Problem statement: From the records below, keep only the lines that contain the word "Locate" and copy each one out in full. Match case exactly.

Listed entries:
************

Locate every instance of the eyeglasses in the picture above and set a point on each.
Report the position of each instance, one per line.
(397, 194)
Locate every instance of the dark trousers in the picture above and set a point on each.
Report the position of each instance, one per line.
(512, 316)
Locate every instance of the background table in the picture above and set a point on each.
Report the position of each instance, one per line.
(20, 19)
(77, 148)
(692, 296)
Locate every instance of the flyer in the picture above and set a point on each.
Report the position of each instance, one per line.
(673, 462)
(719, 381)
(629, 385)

************

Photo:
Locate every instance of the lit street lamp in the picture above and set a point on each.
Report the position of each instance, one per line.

************

Output for this task:
Locate every instance of the eyeglasses in the picture above and set a point on each.
Locate every instance of the dark trousers in the picture above and set a point on each.
Locate every instance of the background table in the picture above and set a point on each.
Locate every instance of the flyer in the picture above and set a point on each.
Locate every instance of the lit street lamp in the picture above and set a point on each.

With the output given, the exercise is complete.